_Tâche courte 1_
Relevez dans les enregistrements chaque ligne où figure le mot « tower » et recopiez-la.

_Extrait source_
Le décisionnel et les idées reçues font bon ménage. Joseph Glorieux, directeur général d’Octo Technology Suisse, explique comment faire et par quoi commencer, notamment pour la qualité des données, les cas d’usage, les tests, le datawarehouse, les approches liées au Big Data ou le reporting.
« Aujourd’hui les projets décisionnels et big data restent des sujets très importants pour les DSI, d’autant plus qu’ils représentent souvent une part importante de leur budget », observe Joseph Glorieux. « Malgré cela, il reste très difficile d’obtenir des preuves de retour sur investissement sur ces architectures. Par ailleurs, la satisfaction des utilisateurs demeure un peu un mythe. » Une fois ce constat posé, la nécessité de changer relève de l’évidence. Néanmoins, cela implique d’affronter un certain nombre d’a priori et d’idées reçues.
S’adapter ou mourir
Selon Joseph Glorieux, « les fondements des architectures utilisées aujourd’hui ont vingt ans. » Pourtant, alors que le mainframe s’est adapté pour survivre, les systèmes décisionnels restent, pour la plupart, basés sur des concepts devenus obsolètes. Ainsi, les entreprises se retrouvent face à un mille-feuille décisionnel qui mêle couches physiques, datawarehouses, datamarts, ETL (Extract Transform Load), ODS (Operating Data Store), staging areas, systèmes d’archivage, etc. On ne sait plus ce qui reste pertinent ou pas.
L’archivage, par exemple, date d’une époque où le stockage coûtait trop cher pour garder toutes les données en ligne, alors même que, dans le domaine décisionnel, les utilisateurs souhaitent mener des analyses sur les plus grosses bases possibles. De la même façon, les datamarts ont été imaginés pour répondre à des problèmes de performance et de présentation des données, en proposant une vue plus « métier ». Cependant, les contraintes qui ont présidé à leur apparition sont en train de disparaître avec les approches actuelles.
Un autre parti pris courant concerne la fraîcheur des données. Souvent, les systèmes décisionnels accèdent au mieux à celles de la veille, d’une part pour ne pas surcharger les systèmes opérationnels et, d’autre part, car ils doivent attendre que les données soient réconciliées. Or, aujourd’hui, les systèmes d’information sont de plus en plus orientés services et savent transmettre des événements en temps réel, ce qui peut être utilisé dans certains cas où les données doivent être les plus fraîches possibles.

_Tâche courte 2_
Extrayez du texte sur les systèmes décisionnels le passage compris entre « Le décisionnel et » et « ou le reporting. », bornes incluses.

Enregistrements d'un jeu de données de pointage

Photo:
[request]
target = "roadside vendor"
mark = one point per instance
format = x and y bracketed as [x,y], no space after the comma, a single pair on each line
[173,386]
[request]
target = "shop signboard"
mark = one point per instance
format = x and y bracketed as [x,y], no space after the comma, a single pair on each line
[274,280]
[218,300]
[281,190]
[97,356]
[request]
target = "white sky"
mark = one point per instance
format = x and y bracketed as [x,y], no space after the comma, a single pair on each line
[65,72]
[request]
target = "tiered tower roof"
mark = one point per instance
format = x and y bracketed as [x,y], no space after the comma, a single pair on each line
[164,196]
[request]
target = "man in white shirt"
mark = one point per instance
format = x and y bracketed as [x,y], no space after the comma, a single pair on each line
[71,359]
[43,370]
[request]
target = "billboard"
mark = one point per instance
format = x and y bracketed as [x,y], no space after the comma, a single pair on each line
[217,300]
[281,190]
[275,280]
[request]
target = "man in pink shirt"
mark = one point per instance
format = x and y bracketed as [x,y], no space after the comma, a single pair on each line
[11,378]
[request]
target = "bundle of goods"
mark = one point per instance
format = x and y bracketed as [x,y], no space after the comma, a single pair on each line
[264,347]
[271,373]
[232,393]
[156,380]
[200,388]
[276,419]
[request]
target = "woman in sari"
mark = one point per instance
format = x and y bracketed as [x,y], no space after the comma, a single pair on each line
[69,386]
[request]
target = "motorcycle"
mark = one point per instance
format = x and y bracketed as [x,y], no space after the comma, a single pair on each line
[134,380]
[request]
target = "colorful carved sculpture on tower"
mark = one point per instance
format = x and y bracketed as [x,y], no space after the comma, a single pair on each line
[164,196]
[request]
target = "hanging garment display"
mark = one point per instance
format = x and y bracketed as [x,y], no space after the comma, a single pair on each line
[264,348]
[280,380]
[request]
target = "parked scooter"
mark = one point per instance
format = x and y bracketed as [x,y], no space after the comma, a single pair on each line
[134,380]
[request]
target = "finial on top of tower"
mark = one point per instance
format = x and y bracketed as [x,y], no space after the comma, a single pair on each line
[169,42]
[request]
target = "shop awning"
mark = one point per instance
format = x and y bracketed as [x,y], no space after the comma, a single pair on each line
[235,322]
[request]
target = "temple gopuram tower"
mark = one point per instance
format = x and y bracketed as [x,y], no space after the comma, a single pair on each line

_Réponse attendue 1_
target = "tiered tower roof"
target = "colorful carved sculpture on tower"
target = "finial on top of tower"
target = "temple gopuram tower"

_Réponse attendue 2_
Le décisionnel et les idées reçues font bon ménage. Joseph Glorieux, directeur général d’Octo Technology Suisse, explique comment faire et par quoi commencer, notamment pour la qualité des données, les cas d’usage, les tests, le datawarehouse, les approches liées au Big Data ou le reporting.